Extracted records:

..........

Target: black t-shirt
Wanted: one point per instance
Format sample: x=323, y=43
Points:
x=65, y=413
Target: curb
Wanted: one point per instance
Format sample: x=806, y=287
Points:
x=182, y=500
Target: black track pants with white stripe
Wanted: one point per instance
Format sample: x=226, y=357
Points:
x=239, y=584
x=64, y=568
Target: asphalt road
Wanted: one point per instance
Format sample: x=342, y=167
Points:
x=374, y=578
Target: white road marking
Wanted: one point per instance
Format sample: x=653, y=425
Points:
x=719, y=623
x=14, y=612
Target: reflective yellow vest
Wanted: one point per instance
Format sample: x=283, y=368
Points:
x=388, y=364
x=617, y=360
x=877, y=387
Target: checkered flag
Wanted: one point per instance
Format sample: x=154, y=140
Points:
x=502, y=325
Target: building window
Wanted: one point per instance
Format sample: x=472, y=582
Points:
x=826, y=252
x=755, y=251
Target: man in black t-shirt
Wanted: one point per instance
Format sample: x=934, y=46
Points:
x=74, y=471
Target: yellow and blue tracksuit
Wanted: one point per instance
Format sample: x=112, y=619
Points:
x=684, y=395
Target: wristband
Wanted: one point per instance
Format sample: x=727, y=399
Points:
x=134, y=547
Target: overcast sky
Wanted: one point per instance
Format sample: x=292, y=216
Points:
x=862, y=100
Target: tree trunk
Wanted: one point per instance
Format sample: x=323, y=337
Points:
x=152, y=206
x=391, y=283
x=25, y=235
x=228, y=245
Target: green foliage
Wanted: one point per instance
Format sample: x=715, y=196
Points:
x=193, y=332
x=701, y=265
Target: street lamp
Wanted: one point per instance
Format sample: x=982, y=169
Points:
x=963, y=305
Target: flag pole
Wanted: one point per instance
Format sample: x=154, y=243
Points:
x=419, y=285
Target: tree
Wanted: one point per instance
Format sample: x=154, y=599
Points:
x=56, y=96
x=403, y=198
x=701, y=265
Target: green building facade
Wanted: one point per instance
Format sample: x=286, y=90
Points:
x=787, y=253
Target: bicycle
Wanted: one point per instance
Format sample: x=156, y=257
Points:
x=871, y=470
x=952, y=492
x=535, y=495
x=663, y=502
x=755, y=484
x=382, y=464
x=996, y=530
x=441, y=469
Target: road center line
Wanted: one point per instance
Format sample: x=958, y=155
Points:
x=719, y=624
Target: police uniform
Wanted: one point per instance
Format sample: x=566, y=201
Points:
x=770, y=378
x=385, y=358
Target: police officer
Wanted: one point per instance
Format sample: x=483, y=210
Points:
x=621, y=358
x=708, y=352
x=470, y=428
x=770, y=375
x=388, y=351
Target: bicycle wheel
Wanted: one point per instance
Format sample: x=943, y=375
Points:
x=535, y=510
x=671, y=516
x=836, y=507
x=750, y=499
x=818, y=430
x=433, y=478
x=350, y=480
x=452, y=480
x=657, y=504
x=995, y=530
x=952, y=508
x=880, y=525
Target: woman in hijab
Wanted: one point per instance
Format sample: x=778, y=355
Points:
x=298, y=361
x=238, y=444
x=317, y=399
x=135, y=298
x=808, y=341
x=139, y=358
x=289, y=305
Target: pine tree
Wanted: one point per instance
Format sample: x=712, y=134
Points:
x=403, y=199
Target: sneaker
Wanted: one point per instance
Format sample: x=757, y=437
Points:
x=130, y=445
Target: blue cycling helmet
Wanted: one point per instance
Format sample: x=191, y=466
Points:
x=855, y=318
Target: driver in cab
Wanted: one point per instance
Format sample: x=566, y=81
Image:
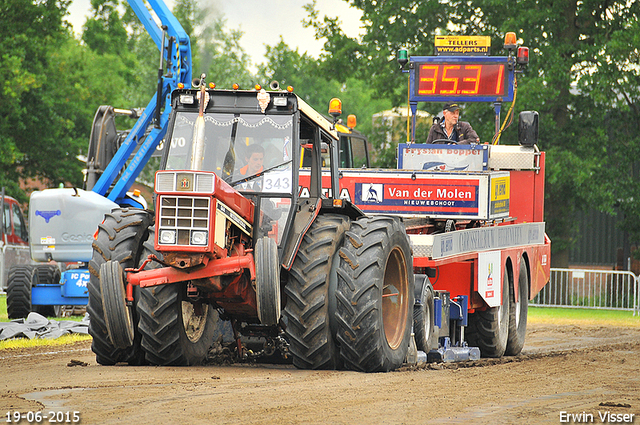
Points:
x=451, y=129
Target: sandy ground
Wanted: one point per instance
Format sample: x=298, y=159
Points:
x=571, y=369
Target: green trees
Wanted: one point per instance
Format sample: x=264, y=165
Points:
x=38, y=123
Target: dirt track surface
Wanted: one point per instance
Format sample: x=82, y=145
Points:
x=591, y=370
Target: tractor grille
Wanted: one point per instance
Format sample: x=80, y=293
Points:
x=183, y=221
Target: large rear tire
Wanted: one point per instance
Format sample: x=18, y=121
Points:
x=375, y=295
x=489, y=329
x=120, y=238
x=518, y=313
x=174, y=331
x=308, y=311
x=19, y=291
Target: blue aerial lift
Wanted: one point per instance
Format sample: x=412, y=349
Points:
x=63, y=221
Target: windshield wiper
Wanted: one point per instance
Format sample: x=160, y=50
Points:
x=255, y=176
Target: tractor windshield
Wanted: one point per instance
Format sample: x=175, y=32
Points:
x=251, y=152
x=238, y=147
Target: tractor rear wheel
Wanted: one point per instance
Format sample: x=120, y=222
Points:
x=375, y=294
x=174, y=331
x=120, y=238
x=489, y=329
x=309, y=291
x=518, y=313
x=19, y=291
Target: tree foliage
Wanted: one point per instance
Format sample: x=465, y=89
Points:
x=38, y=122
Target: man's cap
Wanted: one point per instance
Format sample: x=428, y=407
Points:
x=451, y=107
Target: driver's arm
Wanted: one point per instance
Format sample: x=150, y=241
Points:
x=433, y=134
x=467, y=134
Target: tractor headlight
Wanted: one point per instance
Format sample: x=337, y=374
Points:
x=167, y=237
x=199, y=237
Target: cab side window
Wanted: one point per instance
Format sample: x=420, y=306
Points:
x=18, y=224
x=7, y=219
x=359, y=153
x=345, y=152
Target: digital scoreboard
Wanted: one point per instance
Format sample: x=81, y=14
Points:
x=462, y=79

..........

Return exactly what appears above, from the first line of the entries to the line with "Format sample: x=156, y=257", inclusive.

▸ Answer to this exercise:
Target: black t-shirt
Wanted: one point per instance
Format sample: x=323, y=43
Points:
x=65, y=413
Target: curb
Wanted: one point per instance
Format sample: x=806, y=287
Points:
x=182, y=500
Target: black track pants with white stripe
Wanted: one point per instance
Format sample: x=226, y=357
Points:
x=239, y=584
x=64, y=568
Target: asphalt road
Wanted: one point per instance
Format sample: x=342, y=167
Points:
x=374, y=578
Target: white road marking
Wanted: one point per instance
Format sample: x=653, y=425
Points:
x=719, y=623
x=14, y=612
Target: reflective yellow vest
Wanted: one point per instance
Format sample: x=283, y=368
Points:
x=388, y=364
x=617, y=360
x=877, y=387
Target: checkered flag
Wanted: one point per instance
Format sample: x=154, y=140
Points:
x=502, y=325
Target: building window
Wanted: one point per instance
Format sample: x=472, y=582
Points:
x=826, y=252
x=755, y=251
Target: man in black t-shirt
Wanted: one point per instance
Format sample: x=934, y=46
Points:
x=74, y=471
Target: yellow and blue tracksuit
Wanted: one point per instance
Format sample: x=112, y=619
Points:
x=684, y=395
Target: wristband
Wanted: one point per instance
Format sample: x=727, y=399
Points:
x=134, y=547
Target: overcast sky
Wanted: one point per instance
Format sample: x=292, y=216
Points:
x=862, y=100
Target: tree trunk
Wanted: one point per instance
Format sample: x=323, y=337
Points:
x=152, y=206
x=391, y=283
x=25, y=235
x=228, y=245
Target: green foliage
Wanted: one point per instance
Format sample: x=715, y=196
Points:
x=193, y=332
x=701, y=265
Target: street lamp
Wanted: one point per instance
Format sample: x=982, y=169
Points:
x=963, y=305
Target: flag pole
Wanted: one point per instance
Format sample: x=154, y=243
Points:
x=419, y=285
Target: tree
Wanted: one point per instance
Format sample: x=154, y=599
Points:
x=56, y=96
x=403, y=198
x=701, y=265
Target: green building facade
Wanted: one point per instance
Format sample: x=286, y=90
Points:
x=787, y=253
Target: bicycle
Wanted: one point per instance
Format sample: x=156, y=257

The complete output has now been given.